Required actions:
1. In the biodiesel forum thread, what is the highest percentage of bio usage that VW allows without affecting its warranty?
2. Write the next part of the biodiesel forum thread, beginning right after its final line.

Source document:
★ ★ ★ ★
VW allows no more than 5% bio usage to maintain their warranty. Many many many VW owners are successfully using much higher percentages of bio.....even 100%. If the quality of the fuel is good there isn't too much to worry about.

Consider that many folks want to make their own fuel from WVO (waste vergetable oil....like the kind that Burger King throws away)......it's no doubt that the manufacturers put a stipulation on the amount of bio they will sanction. But that said the bio-diesel sold by my local station is certified to ASTM standards.

Check out this quote from the supplier of my bioD:

<<<Can Biodiesel be used in any diesel engine?
Biodiesel can be used in any diesel engine, typically with no modifications to the engine necessary. It performs comparably to diesel, with similar BTU content and higher cetane. It offers excellent lubricity and lower emissions compared to petroleum diesel. The efficiency of diesel engines is the same whether using biodiesel, diesel, or biodiesel blends so differences in horsepower, torque or fuel economy are due entirely to volumetric energy content. The energy content of biodiesel is much less variable than that of petrodiesel, and with biodiesel meeting ASTM D 6751 standards the energy content is more dependent upon the feedstocks used than the particular process.

Manufacturers warrant their products against defects associated with materials and workmanship and the use of biodiesel in and of itself does not void the warranty ***8211; this is prohibited by a federal law known as the Magnuson-Moss Warranty Act.>>>>
http://www.earthbiofuels.com/faq.php#17


----------



## 2nynbak (Jan 28, 2007)

MarcusSDCA said:


> Here's my latest TDI Jetta purchase.
> 
> So by giving up my BMW last year I have NOT burned 882 gallons of gas made from imported oil. Instead I used 360 gallons of certified biodiesel fuel made in Texas from American grown soybeans. You see, I just don't want to support the big oil machine anymore...let alone OPEC.
> 
> HEY BMW: I'm waiting.............Don't MAKE me drive VWs forever!!


I agree. I have two Jetta TDIs and I would have bought another if they were still available here in Mass. I wish that BMW would make a 200+hp engine available here as they do in other markets. I don't think most people realize how great a nice diesel engine feels and the 45-50mpg makes our 7series sit idle on most occasions. Right now clean diesel is $.30 cheaper than 87 gas, the first time it's had that advantage in a couple of years. Bring them in BMW and they will get backordered pronto!


----------



## akhbhaat (Apr 29, 2003)
★ ★ ★ ★
Collected data entries:
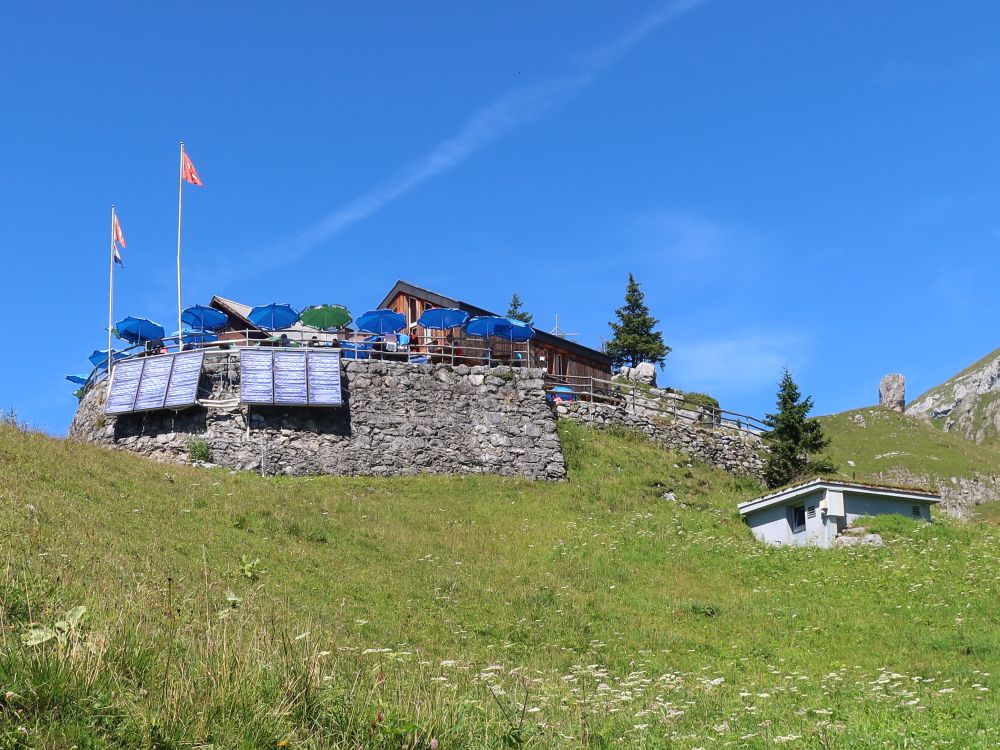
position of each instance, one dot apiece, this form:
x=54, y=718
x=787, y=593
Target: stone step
x=854, y=531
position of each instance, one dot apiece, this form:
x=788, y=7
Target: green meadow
x=155, y=606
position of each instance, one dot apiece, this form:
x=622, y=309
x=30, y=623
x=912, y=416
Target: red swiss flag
x=188, y=172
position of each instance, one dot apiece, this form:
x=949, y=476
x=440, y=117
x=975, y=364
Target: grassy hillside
x=978, y=364
x=227, y=611
x=877, y=439
x=876, y=443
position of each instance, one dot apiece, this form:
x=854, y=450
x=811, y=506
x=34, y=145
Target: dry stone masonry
x=397, y=419
x=736, y=451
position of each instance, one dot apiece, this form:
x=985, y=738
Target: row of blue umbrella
x=381, y=322
x=203, y=322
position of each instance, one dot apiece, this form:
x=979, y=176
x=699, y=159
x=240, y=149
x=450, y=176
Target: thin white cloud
x=511, y=110
x=736, y=364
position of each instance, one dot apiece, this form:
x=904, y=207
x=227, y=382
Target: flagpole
x=111, y=287
x=180, y=197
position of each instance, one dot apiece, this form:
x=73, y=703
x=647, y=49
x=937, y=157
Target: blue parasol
x=204, y=318
x=99, y=357
x=273, y=317
x=138, y=330
x=443, y=318
x=486, y=325
x=381, y=321
x=199, y=337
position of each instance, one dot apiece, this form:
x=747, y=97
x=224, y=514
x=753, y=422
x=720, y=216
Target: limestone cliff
x=968, y=403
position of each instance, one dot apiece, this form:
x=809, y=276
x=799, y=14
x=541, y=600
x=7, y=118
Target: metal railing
x=641, y=400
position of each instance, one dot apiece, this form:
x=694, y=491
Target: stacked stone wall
x=736, y=451
x=397, y=419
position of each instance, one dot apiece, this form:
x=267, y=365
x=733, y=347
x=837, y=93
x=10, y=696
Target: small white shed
x=816, y=512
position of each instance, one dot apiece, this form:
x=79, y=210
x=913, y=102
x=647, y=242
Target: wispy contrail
x=507, y=112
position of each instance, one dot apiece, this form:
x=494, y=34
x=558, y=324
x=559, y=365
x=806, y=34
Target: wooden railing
x=640, y=399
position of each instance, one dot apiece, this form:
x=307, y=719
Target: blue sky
x=803, y=184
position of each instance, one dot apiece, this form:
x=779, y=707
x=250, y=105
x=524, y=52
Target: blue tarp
x=273, y=317
x=355, y=349
x=138, y=330
x=504, y=328
x=562, y=393
x=443, y=318
x=204, y=318
x=381, y=321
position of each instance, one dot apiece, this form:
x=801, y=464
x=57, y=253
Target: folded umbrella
x=273, y=317
x=204, y=318
x=138, y=330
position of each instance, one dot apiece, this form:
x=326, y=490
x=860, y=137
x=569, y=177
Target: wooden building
x=558, y=355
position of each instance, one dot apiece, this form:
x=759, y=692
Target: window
x=798, y=518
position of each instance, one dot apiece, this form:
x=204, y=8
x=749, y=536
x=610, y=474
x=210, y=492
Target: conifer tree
x=514, y=311
x=794, y=438
x=634, y=339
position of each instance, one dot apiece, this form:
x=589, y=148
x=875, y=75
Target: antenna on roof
x=557, y=331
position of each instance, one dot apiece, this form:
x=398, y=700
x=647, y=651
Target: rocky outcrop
x=644, y=372
x=397, y=419
x=968, y=403
x=892, y=392
x=959, y=495
x=736, y=451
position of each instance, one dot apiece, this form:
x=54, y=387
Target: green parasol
x=326, y=317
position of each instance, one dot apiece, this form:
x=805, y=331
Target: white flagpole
x=111, y=287
x=180, y=196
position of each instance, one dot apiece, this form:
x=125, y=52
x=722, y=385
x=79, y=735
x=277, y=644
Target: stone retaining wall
x=397, y=419
x=731, y=450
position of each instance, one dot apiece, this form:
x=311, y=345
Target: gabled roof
x=233, y=309
x=795, y=491
x=405, y=287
★ ★ ★ ★
Task-by-task results:
1. No more than 5%.

2.
An offering of diesel engines is the one thing that would probably bring me back into the (new) BMW fold. And I'm not talking about the X5 or X3, either, because I will _never_ buy an SUV. My experience with their diesels in Europe is generally positive.

Putting a diesel in the X5 defeats the purpose - why buy an SUV doing ~25 mpg combined when I can have a cheaper and much more enjoyable petrol car that does the same? Remember that diesel adds weight to a car (high compression ratios equal heavy blocks), so an X5 would be even more ponderous and slow with a diesel than it would with a gasoline engine.

A 120d three door (again, that car is stupid in non-hatch form - fastback coupe, cabrio? Bleh. BMWNA, are you listening?) or 320/325/330d - even 335d - would be a desirable DD as far as I'm concerned.

As for VW, they'd need to bring over the Golf TDI before I'd consider them. I never was a fan of the Jetta/Bora, and I'm certainly not partial to the MkV version of that car.


----------



## Moderato (Nov 24, 2003)

VW has the new Common Rail TDI's coming in early 2008, or so I've heard. I very well might sell the STI and get a Golf CR TDI and be done with it. With what I get for the STI I won't even have to shell out any more money to do this either. M3 for fun and certain trips, Common Rail TDI for DD and racking up the miles for work.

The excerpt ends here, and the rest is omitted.